>> start Supplied material
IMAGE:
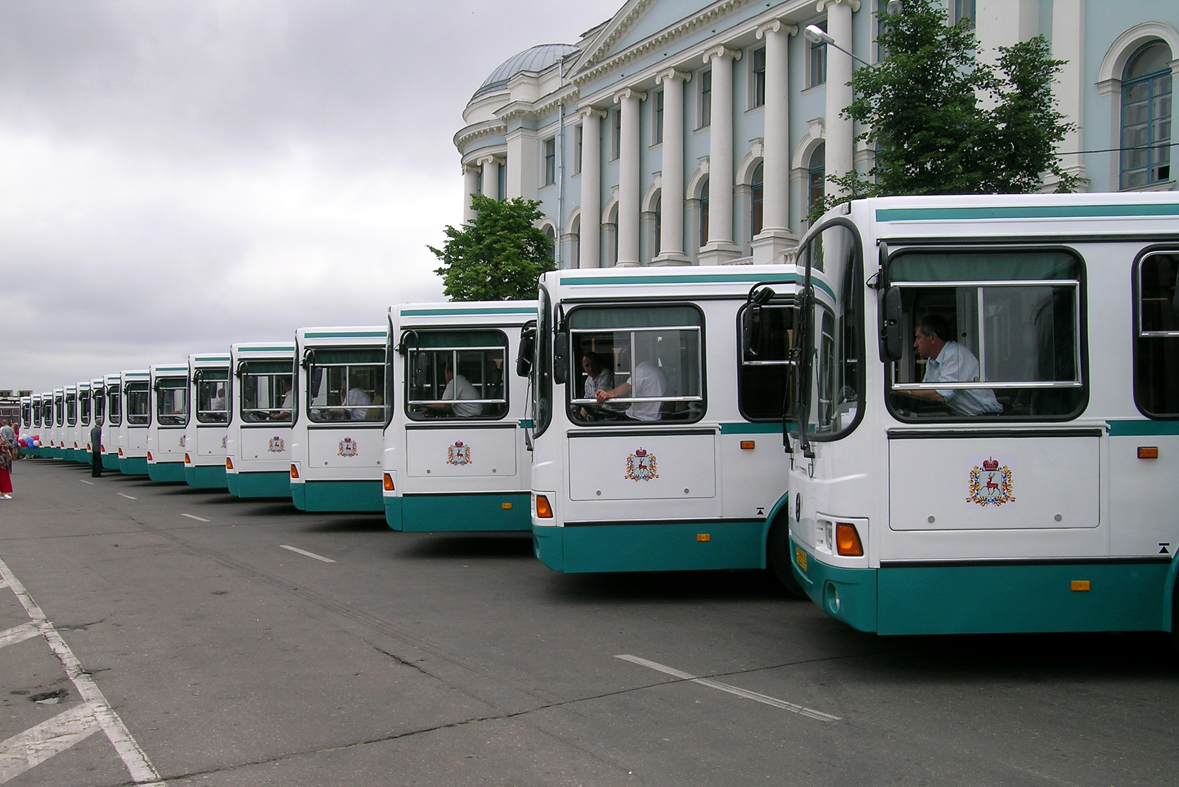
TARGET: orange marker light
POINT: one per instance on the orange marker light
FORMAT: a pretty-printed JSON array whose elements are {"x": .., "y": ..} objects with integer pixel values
[{"x": 847, "y": 540}]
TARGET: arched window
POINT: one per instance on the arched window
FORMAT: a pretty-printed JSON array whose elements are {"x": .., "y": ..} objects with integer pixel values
[
  {"x": 1146, "y": 117},
  {"x": 816, "y": 176},
  {"x": 704, "y": 213},
  {"x": 756, "y": 197}
]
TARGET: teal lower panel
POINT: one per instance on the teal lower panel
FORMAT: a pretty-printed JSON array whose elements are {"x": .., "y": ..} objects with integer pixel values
[
  {"x": 998, "y": 599},
  {"x": 654, "y": 547},
  {"x": 205, "y": 476},
  {"x": 462, "y": 513},
  {"x": 263, "y": 484},
  {"x": 166, "y": 471},
  {"x": 134, "y": 465},
  {"x": 337, "y": 496}
]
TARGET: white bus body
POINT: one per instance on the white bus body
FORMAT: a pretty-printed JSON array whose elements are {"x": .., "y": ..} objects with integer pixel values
[
  {"x": 336, "y": 440},
  {"x": 169, "y": 418},
  {"x": 206, "y": 434},
  {"x": 682, "y": 469},
  {"x": 136, "y": 387},
  {"x": 257, "y": 444},
  {"x": 1033, "y": 493},
  {"x": 454, "y": 455}
]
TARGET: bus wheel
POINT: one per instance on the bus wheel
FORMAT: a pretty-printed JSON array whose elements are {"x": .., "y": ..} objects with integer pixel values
[{"x": 777, "y": 555}]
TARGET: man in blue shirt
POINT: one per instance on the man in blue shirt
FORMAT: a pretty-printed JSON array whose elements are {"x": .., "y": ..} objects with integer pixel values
[{"x": 949, "y": 362}]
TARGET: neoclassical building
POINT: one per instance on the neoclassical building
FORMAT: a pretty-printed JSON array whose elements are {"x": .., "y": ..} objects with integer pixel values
[{"x": 682, "y": 132}]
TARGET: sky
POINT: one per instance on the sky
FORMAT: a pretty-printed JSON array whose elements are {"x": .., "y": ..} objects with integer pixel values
[{"x": 177, "y": 176}]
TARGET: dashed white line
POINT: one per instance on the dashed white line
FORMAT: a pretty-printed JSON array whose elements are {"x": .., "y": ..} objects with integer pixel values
[
  {"x": 52, "y": 736},
  {"x": 133, "y": 758},
  {"x": 303, "y": 551},
  {"x": 732, "y": 689}
]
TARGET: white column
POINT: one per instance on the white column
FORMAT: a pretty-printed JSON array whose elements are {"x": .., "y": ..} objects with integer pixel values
[
  {"x": 671, "y": 251},
  {"x": 628, "y": 207},
  {"x": 720, "y": 246},
  {"x": 1067, "y": 45},
  {"x": 469, "y": 186},
  {"x": 590, "y": 255},
  {"x": 776, "y": 236},
  {"x": 840, "y": 137},
  {"x": 491, "y": 177}
]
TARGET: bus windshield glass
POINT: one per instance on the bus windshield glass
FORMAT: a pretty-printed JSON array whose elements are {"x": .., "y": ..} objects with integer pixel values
[
  {"x": 346, "y": 384},
  {"x": 987, "y": 334},
  {"x": 456, "y": 375},
  {"x": 636, "y": 364}
]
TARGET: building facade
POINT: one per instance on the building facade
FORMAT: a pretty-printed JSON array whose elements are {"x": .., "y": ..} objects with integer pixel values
[{"x": 683, "y": 132}]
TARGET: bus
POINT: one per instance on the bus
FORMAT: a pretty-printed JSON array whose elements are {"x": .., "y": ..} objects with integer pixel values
[
  {"x": 657, "y": 442},
  {"x": 985, "y": 416},
  {"x": 136, "y": 388},
  {"x": 455, "y": 457},
  {"x": 169, "y": 418},
  {"x": 112, "y": 389},
  {"x": 257, "y": 444},
  {"x": 336, "y": 438},
  {"x": 208, "y": 429}
]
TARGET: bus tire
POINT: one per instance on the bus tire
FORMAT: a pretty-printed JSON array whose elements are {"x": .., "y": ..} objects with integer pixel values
[{"x": 777, "y": 557}]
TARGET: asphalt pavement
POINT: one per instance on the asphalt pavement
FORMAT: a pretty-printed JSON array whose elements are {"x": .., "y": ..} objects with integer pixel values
[{"x": 159, "y": 634}]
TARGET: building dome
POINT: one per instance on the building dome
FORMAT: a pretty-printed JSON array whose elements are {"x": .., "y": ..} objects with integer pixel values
[{"x": 534, "y": 60}]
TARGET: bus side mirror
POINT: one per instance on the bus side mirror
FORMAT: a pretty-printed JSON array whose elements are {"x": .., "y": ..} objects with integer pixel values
[
  {"x": 524, "y": 352},
  {"x": 891, "y": 341},
  {"x": 561, "y": 357}
]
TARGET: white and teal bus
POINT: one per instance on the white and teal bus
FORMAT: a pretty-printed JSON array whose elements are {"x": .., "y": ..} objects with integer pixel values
[
  {"x": 208, "y": 429},
  {"x": 257, "y": 444},
  {"x": 455, "y": 457},
  {"x": 987, "y": 415},
  {"x": 112, "y": 389},
  {"x": 336, "y": 440},
  {"x": 168, "y": 422},
  {"x": 136, "y": 385},
  {"x": 657, "y": 442}
]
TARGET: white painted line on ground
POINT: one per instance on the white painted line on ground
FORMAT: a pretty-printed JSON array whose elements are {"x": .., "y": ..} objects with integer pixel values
[
  {"x": 138, "y": 765},
  {"x": 732, "y": 689},
  {"x": 19, "y": 634},
  {"x": 54, "y": 735},
  {"x": 303, "y": 551}
]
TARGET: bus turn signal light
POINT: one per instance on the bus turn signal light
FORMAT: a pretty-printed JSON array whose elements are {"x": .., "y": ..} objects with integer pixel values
[{"x": 847, "y": 540}]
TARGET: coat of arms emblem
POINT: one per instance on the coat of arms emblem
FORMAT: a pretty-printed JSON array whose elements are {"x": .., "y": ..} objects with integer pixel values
[
  {"x": 640, "y": 465},
  {"x": 458, "y": 454},
  {"x": 990, "y": 484}
]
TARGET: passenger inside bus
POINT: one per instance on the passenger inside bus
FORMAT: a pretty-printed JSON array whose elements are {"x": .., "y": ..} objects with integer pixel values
[{"x": 949, "y": 362}]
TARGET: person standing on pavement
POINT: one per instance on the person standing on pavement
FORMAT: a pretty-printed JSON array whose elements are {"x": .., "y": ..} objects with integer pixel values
[{"x": 96, "y": 449}]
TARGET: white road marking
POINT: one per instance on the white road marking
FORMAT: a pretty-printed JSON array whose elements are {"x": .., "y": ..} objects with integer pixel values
[
  {"x": 38, "y": 743},
  {"x": 303, "y": 551},
  {"x": 138, "y": 765},
  {"x": 732, "y": 689},
  {"x": 19, "y": 634}
]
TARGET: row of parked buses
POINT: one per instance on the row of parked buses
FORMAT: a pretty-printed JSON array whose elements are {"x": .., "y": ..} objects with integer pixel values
[{"x": 947, "y": 415}]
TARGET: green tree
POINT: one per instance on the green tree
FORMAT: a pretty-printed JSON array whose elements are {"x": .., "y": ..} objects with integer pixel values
[
  {"x": 943, "y": 123},
  {"x": 499, "y": 256}
]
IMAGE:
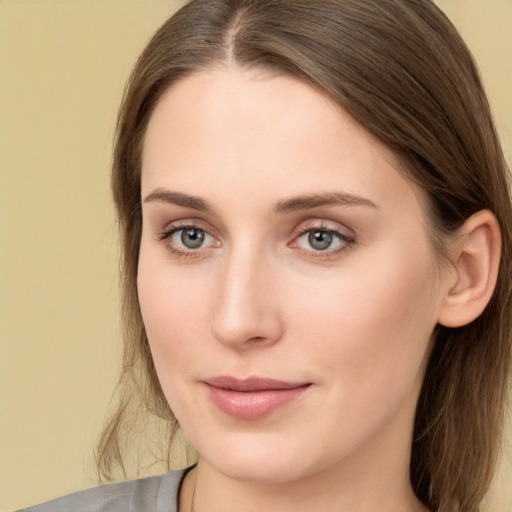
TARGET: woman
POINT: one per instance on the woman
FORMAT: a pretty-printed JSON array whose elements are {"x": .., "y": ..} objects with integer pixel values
[{"x": 316, "y": 232}]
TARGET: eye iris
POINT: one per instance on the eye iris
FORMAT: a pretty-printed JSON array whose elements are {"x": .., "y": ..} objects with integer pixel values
[
  {"x": 192, "y": 238},
  {"x": 320, "y": 240}
]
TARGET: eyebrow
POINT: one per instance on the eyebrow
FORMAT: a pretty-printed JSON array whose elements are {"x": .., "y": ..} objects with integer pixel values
[
  {"x": 305, "y": 202},
  {"x": 179, "y": 199},
  {"x": 309, "y": 201}
]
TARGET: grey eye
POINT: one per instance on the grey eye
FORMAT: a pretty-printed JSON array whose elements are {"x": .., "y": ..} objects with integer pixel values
[
  {"x": 192, "y": 238},
  {"x": 320, "y": 240}
]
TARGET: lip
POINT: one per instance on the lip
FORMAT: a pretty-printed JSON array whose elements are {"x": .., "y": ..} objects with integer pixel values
[{"x": 252, "y": 398}]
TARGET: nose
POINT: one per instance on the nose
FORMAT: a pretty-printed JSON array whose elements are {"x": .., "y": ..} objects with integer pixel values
[{"x": 246, "y": 312}]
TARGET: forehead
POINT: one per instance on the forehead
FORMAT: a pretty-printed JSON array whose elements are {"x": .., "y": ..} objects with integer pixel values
[{"x": 263, "y": 135}]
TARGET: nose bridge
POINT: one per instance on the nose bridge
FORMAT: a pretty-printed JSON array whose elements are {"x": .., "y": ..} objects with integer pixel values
[{"x": 245, "y": 310}]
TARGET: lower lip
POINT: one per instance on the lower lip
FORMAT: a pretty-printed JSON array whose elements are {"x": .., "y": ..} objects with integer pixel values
[{"x": 253, "y": 405}]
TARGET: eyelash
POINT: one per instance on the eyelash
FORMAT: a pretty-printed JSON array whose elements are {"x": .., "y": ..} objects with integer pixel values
[{"x": 347, "y": 241}]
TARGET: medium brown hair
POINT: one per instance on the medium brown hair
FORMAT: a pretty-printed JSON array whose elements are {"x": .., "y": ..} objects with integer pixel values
[{"x": 401, "y": 70}]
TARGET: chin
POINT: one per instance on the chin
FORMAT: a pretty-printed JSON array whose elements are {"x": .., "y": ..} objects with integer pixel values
[{"x": 270, "y": 461}]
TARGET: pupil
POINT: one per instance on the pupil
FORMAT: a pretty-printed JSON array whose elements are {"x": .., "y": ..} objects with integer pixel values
[
  {"x": 320, "y": 240},
  {"x": 192, "y": 238}
]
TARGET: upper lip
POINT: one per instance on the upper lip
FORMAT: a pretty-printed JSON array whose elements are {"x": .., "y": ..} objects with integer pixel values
[{"x": 251, "y": 383}]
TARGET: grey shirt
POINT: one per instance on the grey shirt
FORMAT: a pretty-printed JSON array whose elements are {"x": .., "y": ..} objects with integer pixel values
[{"x": 152, "y": 494}]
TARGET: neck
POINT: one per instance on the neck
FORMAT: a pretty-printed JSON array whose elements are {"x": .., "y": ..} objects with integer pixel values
[{"x": 359, "y": 483}]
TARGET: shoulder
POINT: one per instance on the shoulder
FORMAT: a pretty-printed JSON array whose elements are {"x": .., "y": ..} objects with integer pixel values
[{"x": 151, "y": 494}]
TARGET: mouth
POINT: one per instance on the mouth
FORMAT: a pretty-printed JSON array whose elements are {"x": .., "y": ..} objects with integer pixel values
[{"x": 253, "y": 398}]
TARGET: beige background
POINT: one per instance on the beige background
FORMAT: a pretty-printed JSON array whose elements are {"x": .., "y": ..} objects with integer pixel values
[{"x": 63, "y": 65}]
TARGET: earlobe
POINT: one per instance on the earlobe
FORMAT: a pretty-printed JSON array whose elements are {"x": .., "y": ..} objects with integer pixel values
[{"x": 475, "y": 258}]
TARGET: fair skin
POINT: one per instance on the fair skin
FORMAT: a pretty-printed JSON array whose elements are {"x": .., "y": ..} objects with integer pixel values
[{"x": 281, "y": 241}]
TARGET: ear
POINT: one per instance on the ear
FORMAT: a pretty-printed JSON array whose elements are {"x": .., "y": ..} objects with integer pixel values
[{"x": 475, "y": 258}]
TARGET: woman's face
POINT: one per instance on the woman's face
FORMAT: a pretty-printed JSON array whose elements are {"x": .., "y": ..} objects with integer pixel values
[{"x": 286, "y": 282}]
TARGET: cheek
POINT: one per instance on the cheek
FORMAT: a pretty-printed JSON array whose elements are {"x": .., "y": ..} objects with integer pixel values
[
  {"x": 171, "y": 311},
  {"x": 371, "y": 324}
]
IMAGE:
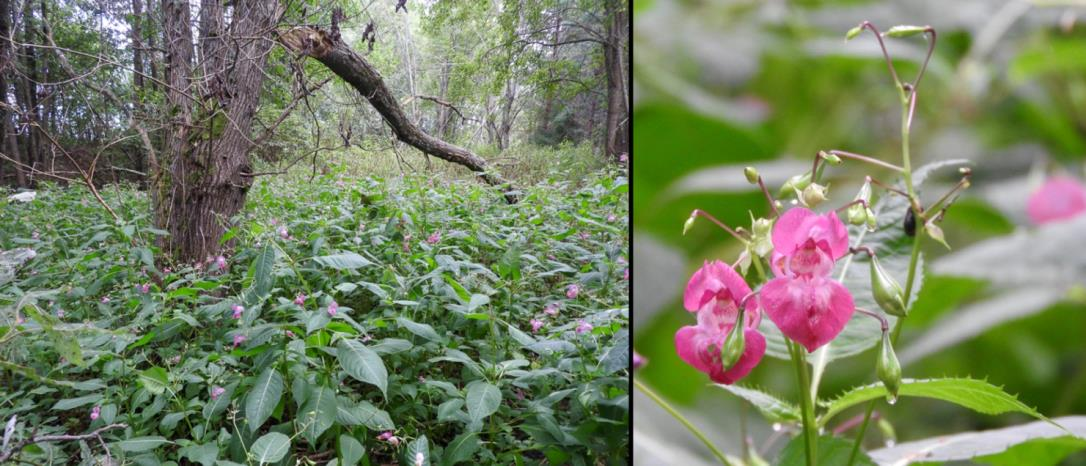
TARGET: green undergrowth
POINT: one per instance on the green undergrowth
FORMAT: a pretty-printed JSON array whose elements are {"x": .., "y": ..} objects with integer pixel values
[{"x": 416, "y": 324}]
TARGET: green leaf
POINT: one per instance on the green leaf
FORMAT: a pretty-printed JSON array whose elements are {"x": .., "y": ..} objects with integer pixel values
[
  {"x": 263, "y": 267},
  {"x": 363, "y": 414},
  {"x": 263, "y": 398},
  {"x": 482, "y": 400},
  {"x": 974, "y": 394},
  {"x": 831, "y": 452},
  {"x": 363, "y": 364},
  {"x": 346, "y": 261},
  {"x": 461, "y": 449},
  {"x": 318, "y": 413},
  {"x": 154, "y": 379},
  {"x": 270, "y": 448},
  {"x": 76, "y": 402},
  {"x": 416, "y": 450},
  {"x": 141, "y": 443},
  {"x": 1037, "y": 443},
  {"x": 771, "y": 407},
  {"x": 419, "y": 329},
  {"x": 351, "y": 451}
]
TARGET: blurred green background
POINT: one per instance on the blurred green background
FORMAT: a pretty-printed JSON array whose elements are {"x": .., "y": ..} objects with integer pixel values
[{"x": 719, "y": 85}]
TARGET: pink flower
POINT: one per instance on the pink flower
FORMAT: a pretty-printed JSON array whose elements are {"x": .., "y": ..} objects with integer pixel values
[
  {"x": 807, "y": 305},
  {"x": 583, "y": 327},
  {"x": 1059, "y": 198},
  {"x": 715, "y": 293},
  {"x": 572, "y": 291}
]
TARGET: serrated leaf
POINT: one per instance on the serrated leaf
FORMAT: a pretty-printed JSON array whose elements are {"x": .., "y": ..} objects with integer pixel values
[
  {"x": 345, "y": 261},
  {"x": 418, "y": 452},
  {"x": 141, "y": 443},
  {"x": 461, "y": 449},
  {"x": 482, "y": 400},
  {"x": 263, "y": 398},
  {"x": 419, "y": 329},
  {"x": 351, "y": 451},
  {"x": 263, "y": 267},
  {"x": 270, "y": 448},
  {"x": 831, "y": 451},
  {"x": 363, "y": 364},
  {"x": 1037, "y": 443},
  {"x": 154, "y": 379},
  {"x": 773, "y": 408},
  {"x": 318, "y": 413},
  {"x": 974, "y": 394}
]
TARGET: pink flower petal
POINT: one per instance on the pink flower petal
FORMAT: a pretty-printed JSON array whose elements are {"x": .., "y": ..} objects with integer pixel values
[
  {"x": 1059, "y": 198},
  {"x": 808, "y": 310},
  {"x": 795, "y": 227},
  {"x": 702, "y": 350},
  {"x": 715, "y": 279}
]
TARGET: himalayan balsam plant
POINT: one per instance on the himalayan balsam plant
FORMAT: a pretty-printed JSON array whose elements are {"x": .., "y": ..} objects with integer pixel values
[{"x": 803, "y": 267}]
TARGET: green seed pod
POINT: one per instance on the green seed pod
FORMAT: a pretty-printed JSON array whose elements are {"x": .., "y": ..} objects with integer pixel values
[
  {"x": 888, "y": 369},
  {"x": 813, "y": 194},
  {"x": 857, "y": 215},
  {"x": 687, "y": 225},
  {"x": 752, "y": 175},
  {"x": 886, "y": 291},
  {"x": 797, "y": 183},
  {"x": 733, "y": 345}
]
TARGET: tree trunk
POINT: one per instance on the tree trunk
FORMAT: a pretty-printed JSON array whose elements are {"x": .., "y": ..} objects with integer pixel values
[
  {"x": 617, "y": 136},
  {"x": 205, "y": 173},
  {"x": 360, "y": 74}
]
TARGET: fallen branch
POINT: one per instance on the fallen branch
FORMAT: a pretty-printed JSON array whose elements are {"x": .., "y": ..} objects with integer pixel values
[
  {"x": 360, "y": 74},
  {"x": 97, "y": 433}
]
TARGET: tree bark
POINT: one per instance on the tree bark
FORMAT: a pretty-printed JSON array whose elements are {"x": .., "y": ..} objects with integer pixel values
[
  {"x": 360, "y": 74},
  {"x": 205, "y": 173},
  {"x": 617, "y": 136}
]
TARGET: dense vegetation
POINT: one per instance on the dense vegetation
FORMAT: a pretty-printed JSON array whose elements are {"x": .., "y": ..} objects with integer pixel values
[{"x": 358, "y": 319}]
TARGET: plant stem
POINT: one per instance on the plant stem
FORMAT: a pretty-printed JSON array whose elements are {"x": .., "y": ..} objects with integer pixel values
[
  {"x": 907, "y": 102},
  {"x": 806, "y": 403},
  {"x": 682, "y": 419}
]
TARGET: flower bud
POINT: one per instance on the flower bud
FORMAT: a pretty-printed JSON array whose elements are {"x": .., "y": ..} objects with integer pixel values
[
  {"x": 886, "y": 291},
  {"x": 888, "y": 369},
  {"x": 813, "y": 194},
  {"x": 832, "y": 159},
  {"x": 857, "y": 214},
  {"x": 734, "y": 344},
  {"x": 687, "y": 225},
  {"x": 752, "y": 175},
  {"x": 872, "y": 221},
  {"x": 853, "y": 33},
  {"x": 797, "y": 183}
]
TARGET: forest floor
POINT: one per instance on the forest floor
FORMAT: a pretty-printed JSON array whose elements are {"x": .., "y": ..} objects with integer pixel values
[{"x": 408, "y": 320}]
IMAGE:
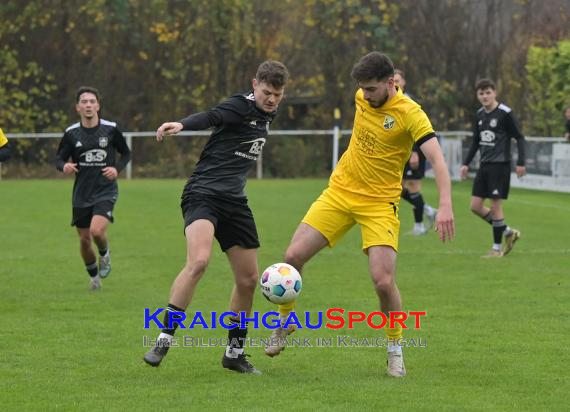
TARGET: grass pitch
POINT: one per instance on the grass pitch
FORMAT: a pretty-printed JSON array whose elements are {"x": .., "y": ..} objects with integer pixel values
>> end Supplied material
▶ What you have to do
Write out the lines of the material from the one containing "TARGET: tree bark" through the last, exactly and only those. Leave every picture out.

▶ Full answer
TARGET: tree bark
POINT: one per instance on the tree bark
FORMAT: a pretty-printed JSON array whose elements are {"x": .., "y": ..} objects with integer pixel values
[
  {"x": 360, "y": 74},
  {"x": 205, "y": 173},
  {"x": 617, "y": 136}
]
TARGET: dense vegetation
POINT: one per instance on the dense vegetation
FORMAT: a pretty-printed JSON array whose elements are {"x": .., "y": ..} objects with integer pixel values
[{"x": 358, "y": 319}]
TARGET: plant stem
POINT: one per instance on the plant stem
FORMAT: a pretty-printed JSON array whose elements are {"x": .., "y": ..} objects with integer pixel values
[
  {"x": 907, "y": 102},
  {"x": 806, "y": 403},
  {"x": 682, "y": 419}
]
TARGET: flower bud
POINT: one per instance on the flower bud
FORMAT: a pretty-printed JSON array whose elements are {"x": .., "y": ..} objects with integer pixel values
[
  {"x": 886, "y": 291},
  {"x": 888, "y": 369},
  {"x": 813, "y": 194},
  {"x": 832, "y": 159},
  {"x": 857, "y": 214},
  {"x": 734, "y": 344},
  {"x": 687, "y": 225},
  {"x": 752, "y": 175},
  {"x": 872, "y": 221},
  {"x": 853, "y": 33},
  {"x": 797, "y": 183}
]
TARGET: forest floor
POINT: one per instance on the forest floor
FORMAT: a pretty-printed JSON array whose elements are {"x": .., "y": ..} objects with integer pixel values
[{"x": 408, "y": 320}]
IMAGE:
TARGET: grass pitch
POINT: one per instance on the grass pitch
FORMAT: a pretty-printed JSON array whose elements are {"x": .., "y": ..} objects with integer pixel values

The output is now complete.